Problem: What is needed is an exact copy of every line in the listing.

Data records:

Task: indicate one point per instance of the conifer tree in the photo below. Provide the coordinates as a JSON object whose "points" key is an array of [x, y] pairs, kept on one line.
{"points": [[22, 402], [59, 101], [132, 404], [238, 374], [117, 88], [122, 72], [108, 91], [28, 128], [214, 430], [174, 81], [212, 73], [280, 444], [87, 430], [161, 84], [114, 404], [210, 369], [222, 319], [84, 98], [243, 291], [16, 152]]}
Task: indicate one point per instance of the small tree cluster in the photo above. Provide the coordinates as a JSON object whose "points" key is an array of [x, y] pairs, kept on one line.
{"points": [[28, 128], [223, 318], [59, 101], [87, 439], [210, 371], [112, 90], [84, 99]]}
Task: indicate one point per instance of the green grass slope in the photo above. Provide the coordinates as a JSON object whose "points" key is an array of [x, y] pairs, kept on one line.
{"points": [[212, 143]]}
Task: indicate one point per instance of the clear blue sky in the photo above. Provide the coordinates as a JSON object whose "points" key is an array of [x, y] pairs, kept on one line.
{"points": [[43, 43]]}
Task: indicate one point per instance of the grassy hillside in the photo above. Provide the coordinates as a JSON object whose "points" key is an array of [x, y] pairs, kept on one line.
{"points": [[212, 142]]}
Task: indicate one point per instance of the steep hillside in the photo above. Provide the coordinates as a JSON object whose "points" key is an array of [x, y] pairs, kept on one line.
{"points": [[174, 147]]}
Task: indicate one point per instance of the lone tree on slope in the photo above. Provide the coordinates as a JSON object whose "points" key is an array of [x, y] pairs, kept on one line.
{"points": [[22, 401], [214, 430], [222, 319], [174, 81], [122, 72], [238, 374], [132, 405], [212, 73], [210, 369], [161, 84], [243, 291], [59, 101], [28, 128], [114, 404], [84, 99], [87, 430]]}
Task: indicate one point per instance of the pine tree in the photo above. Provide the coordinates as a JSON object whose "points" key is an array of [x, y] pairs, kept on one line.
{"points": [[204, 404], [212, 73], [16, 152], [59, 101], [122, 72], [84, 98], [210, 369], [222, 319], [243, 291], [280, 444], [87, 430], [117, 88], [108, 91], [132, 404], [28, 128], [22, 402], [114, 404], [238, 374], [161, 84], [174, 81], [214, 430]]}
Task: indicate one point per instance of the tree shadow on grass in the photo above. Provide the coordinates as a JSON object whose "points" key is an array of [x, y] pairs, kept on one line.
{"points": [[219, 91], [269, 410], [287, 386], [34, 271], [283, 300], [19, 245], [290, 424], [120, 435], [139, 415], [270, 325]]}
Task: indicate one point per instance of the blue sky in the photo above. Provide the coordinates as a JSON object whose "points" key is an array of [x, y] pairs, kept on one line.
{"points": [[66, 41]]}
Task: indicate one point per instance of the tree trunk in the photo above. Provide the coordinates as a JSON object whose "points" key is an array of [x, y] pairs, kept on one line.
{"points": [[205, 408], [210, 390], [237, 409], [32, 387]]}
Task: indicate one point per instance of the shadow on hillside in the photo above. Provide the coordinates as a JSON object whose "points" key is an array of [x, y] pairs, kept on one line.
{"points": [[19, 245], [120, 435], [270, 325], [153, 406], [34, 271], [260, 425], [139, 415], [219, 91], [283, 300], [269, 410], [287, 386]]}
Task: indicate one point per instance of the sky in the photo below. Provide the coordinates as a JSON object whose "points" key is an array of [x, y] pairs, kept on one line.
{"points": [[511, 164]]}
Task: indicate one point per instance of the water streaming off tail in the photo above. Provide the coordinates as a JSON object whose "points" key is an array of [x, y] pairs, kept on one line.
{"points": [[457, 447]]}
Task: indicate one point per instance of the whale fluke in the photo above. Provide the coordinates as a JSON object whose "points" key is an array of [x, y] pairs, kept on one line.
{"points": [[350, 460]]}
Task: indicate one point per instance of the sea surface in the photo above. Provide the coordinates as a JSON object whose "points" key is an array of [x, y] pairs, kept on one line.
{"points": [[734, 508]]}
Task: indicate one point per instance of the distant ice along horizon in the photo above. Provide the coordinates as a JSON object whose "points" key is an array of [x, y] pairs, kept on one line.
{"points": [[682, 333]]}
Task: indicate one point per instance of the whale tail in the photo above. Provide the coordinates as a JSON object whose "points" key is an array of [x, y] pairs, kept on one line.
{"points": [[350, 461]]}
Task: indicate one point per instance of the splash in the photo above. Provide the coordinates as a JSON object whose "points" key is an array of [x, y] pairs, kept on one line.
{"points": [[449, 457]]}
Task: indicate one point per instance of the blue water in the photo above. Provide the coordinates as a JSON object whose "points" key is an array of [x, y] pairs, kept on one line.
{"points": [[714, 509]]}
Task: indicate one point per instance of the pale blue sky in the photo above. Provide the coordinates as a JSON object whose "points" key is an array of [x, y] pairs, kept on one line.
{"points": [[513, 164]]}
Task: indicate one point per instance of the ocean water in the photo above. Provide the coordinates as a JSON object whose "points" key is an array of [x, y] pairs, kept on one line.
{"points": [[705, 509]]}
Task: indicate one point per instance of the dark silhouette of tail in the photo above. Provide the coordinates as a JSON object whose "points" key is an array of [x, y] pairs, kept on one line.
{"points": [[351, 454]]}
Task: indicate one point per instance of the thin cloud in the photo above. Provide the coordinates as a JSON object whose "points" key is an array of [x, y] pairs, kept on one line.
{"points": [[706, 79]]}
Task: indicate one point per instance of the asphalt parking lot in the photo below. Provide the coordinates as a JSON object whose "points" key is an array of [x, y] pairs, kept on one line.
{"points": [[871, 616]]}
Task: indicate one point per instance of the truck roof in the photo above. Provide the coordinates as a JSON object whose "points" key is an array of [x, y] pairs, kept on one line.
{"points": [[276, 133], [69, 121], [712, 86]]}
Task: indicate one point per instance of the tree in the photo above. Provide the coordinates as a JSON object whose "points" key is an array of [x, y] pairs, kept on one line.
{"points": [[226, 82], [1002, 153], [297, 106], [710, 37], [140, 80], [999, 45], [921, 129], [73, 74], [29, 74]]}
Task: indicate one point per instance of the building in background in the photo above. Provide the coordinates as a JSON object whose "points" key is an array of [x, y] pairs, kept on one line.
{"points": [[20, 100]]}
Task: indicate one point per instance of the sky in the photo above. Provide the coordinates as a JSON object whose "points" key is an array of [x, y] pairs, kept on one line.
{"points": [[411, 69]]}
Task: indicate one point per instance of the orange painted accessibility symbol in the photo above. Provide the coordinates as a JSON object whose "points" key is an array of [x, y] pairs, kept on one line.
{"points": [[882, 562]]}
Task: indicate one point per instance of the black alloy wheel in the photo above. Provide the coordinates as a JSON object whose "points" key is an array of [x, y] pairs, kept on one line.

Solution:
Task: indicate one point per instance of the conifer tree in the photo below. Provide the coordinates as a JSON object whose "points" key is an array of [x, y] pairs, kept on one line.
{"points": [[22, 402], [59, 101], [132, 404], [238, 374], [117, 88], [122, 72], [108, 91], [28, 128], [214, 430], [174, 81], [212, 73], [280, 444], [87, 430], [161, 84], [114, 404], [210, 369], [222, 319], [84, 98], [243, 291], [16, 152]]}
Task: indicate one point per instance of the small tree cluster in the photo above. Provide the coordinates as a JSON object whose "points" key is an array of [x, y] pairs, kept on one line.
{"points": [[28, 128], [223, 318], [59, 101], [87, 439], [210, 371], [112, 90], [84, 99]]}
Task: indicate one point per instance of the green grass slope in the photo above. Provide the coordinates as a JSON object whose "points" key is an array of [x, y] pairs, kept on one line.
{"points": [[212, 143]]}
Task: indicate one point per instance of the clear blue sky in the photo above. Provide the coordinates as a JSON object whose "points" key is an array of [x, y] pairs, kept on one line.
{"points": [[43, 43]]}
Task: indicate one point per instance of the grassy hillside in the photo above. Provide the coordinates as a JSON object whose "points" key is an array of [x, y] pairs, kept on one line.
{"points": [[212, 142]]}
Task: indicate one point per instance of the steep hillside in the photo above. Provide the coordinates as a JSON object whose "points" key is an array of [x, y] pairs, kept on one line.
{"points": [[174, 147]]}
Task: indicate one point per instance of the lone tree on slope in the photo above. Provide the coordinates as a JSON object whose "points" key is an array of [x, y] pairs, kept on one line.
{"points": [[22, 401], [214, 430], [222, 319], [174, 81], [122, 72], [238, 374], [132, 405], [212, 73], [210, 369], [161, 84], [243, 291], [59, 101], [28, 128], [114, 404], [84, 99], [87, 430]]}
Task: indicate one point per instance of the pine tree in the photo above. Provide the coordinates as a JSON object whose "points" key is an array of [x, y] pairs, kept on one line.
{"points": [[204, 404], [212, 73], [16, 152], [59, 101], [122, 72], [84, 98], [210, 369], [222, 319], [243, 291], [280, 444], [87, 430], [117, 88], [108, 91], [132, 404], [28, 128], [22, 402], [114, 404], [238, 374], [161, 84], [174, 81], [214, 430]]}
Task: indicate one point per instance of the tree shadow on grass in the photo above. Provide the coordinates as a JSON object whose "points" key is an array of [x, y] pairs, kept on one line.
{"points": [[219, 91], [269, 410], [287, 386], [34, 271], [283, 300], [19, 245], [290, 424], [120, 435], [139, 415], [270, 325]]}
Task: indicate one point per instance of the blue sky in the photo above. Provide the coordinates as a JSON object whose "points" key is an array of [x, y] pairs, kept on one line.
{"points": [[66, 41]]}
Task: indicate one point per instance of the tree trunk in the photo above. Provide the coordinates as a JSON object whose "points" key is an array of [x, y] pairs, kept on one line.
{"points": [[205, 408], [210, 390], [237, 409], [32, 387]]}
Task: indicate one point per instance of the shadow on hillside in the photo above. Provide the coordinates as a JSON object whose "points" key is an array of [x, y] pairs, kept on one line.
{"points": [[19, 245], [120, 435], [270, 325], [153, 406], [34, 271], [260, 425], [139, 415], [219, 91], [283, 300], [269, 410], [287, 386]]}
Task: indicate one point per instance of the sky in the photo below. Provide the coordinates as a JSON object whose "points" key is an array of [x, y] pairs, kept on one line.
{"points": [[511, 164]]}
Task: indicate one point per instance of the water streaming off tail in the photo above. Provide the coordinates as a JSON object whose "points" key is an array of [x, y] pairs, kept on one line.
{"points": [[457, 447]]}
Task: indicate one point per instance of the whale fluke in the photo above. Provide the coordinates as a JSON object whose "points" key is an array of [x, y] pairs, kept on one line.
{"points": [[350, 460]]}
Task: indicate one point per instance of the sea surface in the photo above. Provide the coordinates as a JSON object whose "points" key is an array of [x, y] pairs, kept on one line.
{"points": [[734, 508]]}
Task: indicate one point per instance of the distant ice along horizon in the photo above. Provide the coordinates as a JSON object whose "points" key is an array of [x, y] pairs, kept on one line.
{"points": [[682, 333]]}
Task: indicate one point per instance of the whale tail in the photo above. Provide the coordinates as a JSON object whose "points" key is an array of [x, y] pairs, kept on one line.
{"points": [[350, 461]]}
Task: indicate one point per instance of the splash in the photo above. Provide the coordinates as a JSON object whose "points" key is an array of [x, y] pairs, kept on one line.
{"points": [[449, 457]]}
Task: indicate one point per instance of the blue water in the photo above. Provide the coordinates as a JSON object whose "points" key is an array of [x, y] pairs, kept on one line.
{"points": [[714, 509]]}
Task: indicate one point per instance of the pale blue sky in the photo above. Provide the coordinates as a JSON object whose "points" key is an array of [x, y] pairs, kept on one line.
{"points": [[513, 164]]}
Task: indicate one point per instance of the ocean water in the photo above. Provide the coordinates as a JSON object whose "points" key is an array of [x, y] pairs, kept on one line.
{"points": [[705, 509]]}
Task: indicate one point per instance of the dark silhouette of tail in the photo above. Provide the coordinates as a JSON object whose "points" key is an array of [x, y] pairs, kept on one line.
{"points": [[351, 454]]}
Task: indicate one point per instance of the thin cloud in the photo above. Provide the coordinates as a JSON object whose "points" key is an array of [x, y] pairs, kept on one line.
{"points": [[706, 79]]}
Task: indicate one point per instance of the asphalt parking lot in the photo below. Provide the coordinates as a JSON object whose "points" key is an array of [x, y] pairs, kept on one line.
{"points": [[871, 616]]}
Task: indicate one point per instance of the truck roof in the photo above. Provide the coordinates as a JSON object whose "points" key is an array of [x, y] pairs, kept on one line.
{"points": [[276, 133], [69, 121], [712, 86]]}
Task: indicate one point per instance of the tree in the photo above. Provide the coordinates as a JSON object whose "points" key is an array of [x, y] pairs, kept on one line.
{"points": [[226, 82], [1002, 153], [297, 106], [710, 37], [140, 80], [999, 45], [921, 129], [73, 74], [29, 74]]}
Task: indicate one point per instance of the building in background in the photo above. Provide the coordinates as a JSON object whose "points" key is an array of [x, y] pairs, kept on one line.
{"points": [[20, 100]]}
Task: indicate one point per instance of the sky in the photo above. Provide the coordinates as a JSON object whose "points" key is an array of [x, y] pairs, kept on one line.
{"points": [[411, 69]]}
Task: indicate one point per instance of the orange painted accessibility symbol in the photo above. Provide the coordinates as a JSON object whose "points" key is an array of [x, y] pairs, kept on one line.
{"points": [[882, 562]]}
Task: indicate one point per instance of the black alloy wheel in the photo above. Provide the coordinates as a JSON object whose "points" key is an array of [x, y] pairs, kept on one line.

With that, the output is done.